Con puntualidad
no siempre acostumbrada, apareció la nueva edición, la XXIII, del Diccionario de
la Lengua Española, editado por la Real Academia Española y publicado por
Espasa; el primero es conocido como DRAE, y la segunda como RAE, siglas que
facilitan la redacción pero no la pronunciación.
La RAE fue puntual en presentar
a la prensa el DRAE, de manera simultánea, en los países que oficialmente
hablan y escriben en español (o castellano, ya no sé; España es donde menos
bien hablan el idioma, dijeron Reyes y Borges), pero Espasa no lo fue en
ponerlo a la venta; en las librerías que me quedan cerca, aunque cercadas por
las obras en Mazarik, no lo tenían; en Porrúa ignoraban que se hubiera presentado
el jueves 16 de octubre, y con la información,
afirmaron que lo tendrían pasado el fin de semana siguiente, porque ya lo
tenían en las bodegas; en la Gandhi ya lo tenían, aunque la persona que atiende
por teléfono ignoraba que ya hubiera aparecido, y me exigió el ISBN, que
conseguí en la misma página de la Gandhi en Internet; como pedí el DRAE, me
regañó: no se llama DRAE, sino Diccionario de la Lengua Española; lo apartó en
mi nombre y me dio tres días para pasar a recogerlo, es decir, entre sábado y
lunes; pasé dos horas después, y en efecto, estaba en la caja, a mi nombre; cuesta
dos pesos menos que la edición anterior, aunque está encuadernado en rústica, y
es mucho más voluminoso.
(Esto de las nuevas librerías es
un desastre: los vendedores, aunque tengan localizada la sección donde están
los géneros, o las editoriales, tienen que acudir a la computadora para
encontrar el libro que uno le pide; en la Gandhi de Polanco había un empleado melenudo,
eficaz, informado y atento [todos son atentos, en realidad], que no necesitaba
la computadora; no sé si lo ascendieron o se fue a otro lugar; los que se
quedaron no son tan eficaces. Pero en todas las librerías pasa lo mismo:
consultan en computadora en vez de ir a la sección de poesía, o novela
hispanoamericana, o europea, a buscar el título requerido; suelo preguntar por
libros agotados, aunque no necesariamente inexistentes; casi nunca encuentran
lo que pido; llevo casi un año buscando una edición decente del Quijote
de Avellaneda; si cuento las respuestas creerán que las invento, como si
tuviera tan grande imaginación.)

* **Orden de trabajo 1**
Según el texto sobre la nueva edición del diccionario, ¿cuánto cuesta esta edición en comparación con la anterior?
* **Orden de trabajo 2**
Prosigue el texto sobre la nueva edición del diccionario a partir de su última oración.

* **Líneas de datos**
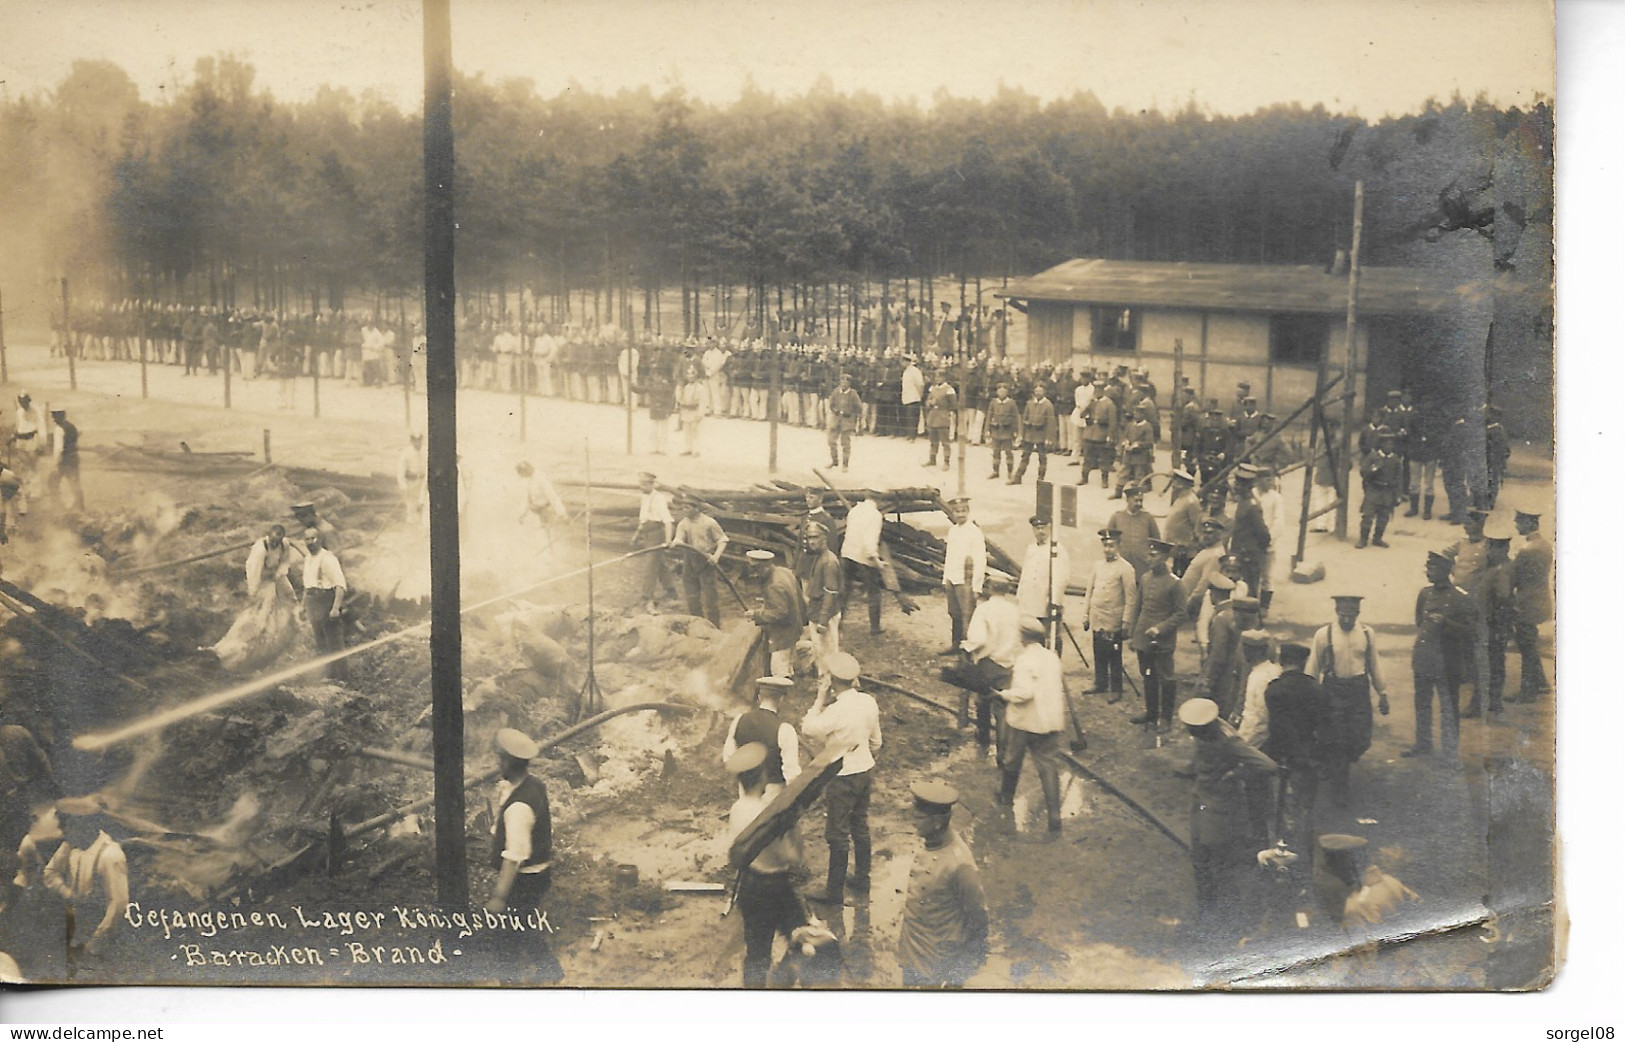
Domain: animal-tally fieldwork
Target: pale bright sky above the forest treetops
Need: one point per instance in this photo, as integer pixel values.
(1371, 56)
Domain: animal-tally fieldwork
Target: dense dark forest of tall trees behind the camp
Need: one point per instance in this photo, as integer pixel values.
(591, 204)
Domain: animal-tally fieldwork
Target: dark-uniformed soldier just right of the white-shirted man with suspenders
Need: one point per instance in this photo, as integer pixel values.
(1445, 622)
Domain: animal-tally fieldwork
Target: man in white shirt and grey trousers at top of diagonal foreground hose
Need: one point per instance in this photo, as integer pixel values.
(1036, 711)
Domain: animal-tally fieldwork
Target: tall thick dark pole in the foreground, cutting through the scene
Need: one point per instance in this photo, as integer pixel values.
(446, 622)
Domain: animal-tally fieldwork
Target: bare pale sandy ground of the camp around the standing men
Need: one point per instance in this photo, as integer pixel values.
(1107, 906)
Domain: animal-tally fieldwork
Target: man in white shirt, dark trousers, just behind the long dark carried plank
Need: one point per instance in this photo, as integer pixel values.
(852, 723)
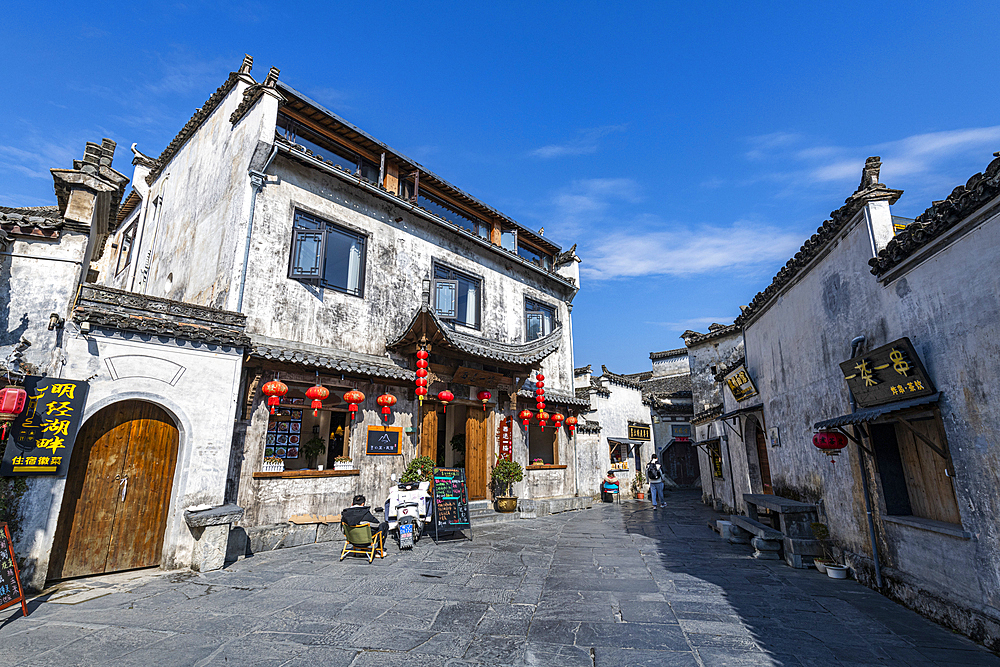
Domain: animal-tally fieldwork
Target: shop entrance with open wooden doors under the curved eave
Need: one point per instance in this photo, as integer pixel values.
(459, 438)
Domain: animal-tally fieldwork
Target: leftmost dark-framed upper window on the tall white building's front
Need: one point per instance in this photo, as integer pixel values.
(328, 254)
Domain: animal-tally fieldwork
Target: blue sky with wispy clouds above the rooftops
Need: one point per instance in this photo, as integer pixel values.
(687, 148)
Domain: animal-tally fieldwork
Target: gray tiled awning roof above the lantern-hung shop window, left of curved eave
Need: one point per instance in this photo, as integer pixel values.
(314, 356)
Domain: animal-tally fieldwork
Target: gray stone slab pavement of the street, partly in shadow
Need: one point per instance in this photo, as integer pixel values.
(615, 585)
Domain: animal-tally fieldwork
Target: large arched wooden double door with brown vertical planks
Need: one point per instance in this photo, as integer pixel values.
(114, 509)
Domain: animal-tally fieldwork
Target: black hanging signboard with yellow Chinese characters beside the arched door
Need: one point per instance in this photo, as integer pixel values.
(42, 438)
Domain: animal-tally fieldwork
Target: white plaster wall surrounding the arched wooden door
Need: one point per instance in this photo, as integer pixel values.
(202, 402)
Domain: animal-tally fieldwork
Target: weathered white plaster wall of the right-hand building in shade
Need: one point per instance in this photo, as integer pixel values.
(947, 306)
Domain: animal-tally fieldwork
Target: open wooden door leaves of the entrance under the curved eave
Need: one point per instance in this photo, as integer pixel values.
(478, 450)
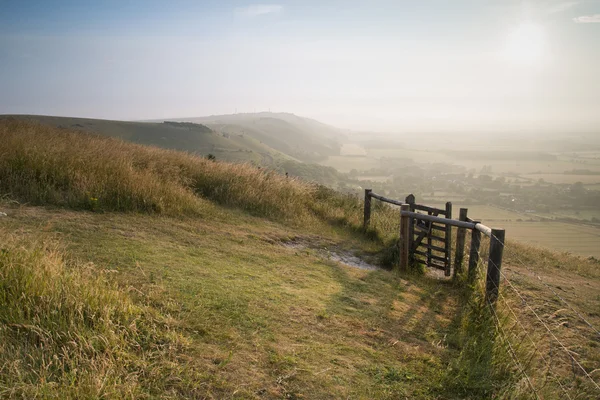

* **Casilla de respuesta 1**
Cuesta dos pesos menos que la edición anterior.

* **Casilla de respuesta 2**
La primera
tentación es ver la lista de los académicos; subsiste en muchos países
premiar la calidad o la popularidad de los escritores con el nombramiento de
académicos; hay algunos que pertenecen a dos academias y en ambas viola las más
elementales normas gramaticales; hay alguno que ha confesado que ignora la
diferencia entre verbos y preposiciones, otros que no saben conjugar verbos y
muchos que no saben contar número de sílabas, o de plano que no saben qué es
una sílaba. Aunque hay muchos que por su calidad de científicos, o filólogos su
aportación es valiosa; otros, porque manejan el lenguaje coloquial aunque sean
derrotados por los que abominan el lenguaje coloquial; pero más de uno ha
demostrado ignorancia no sólo gramatical, también en otras áreas.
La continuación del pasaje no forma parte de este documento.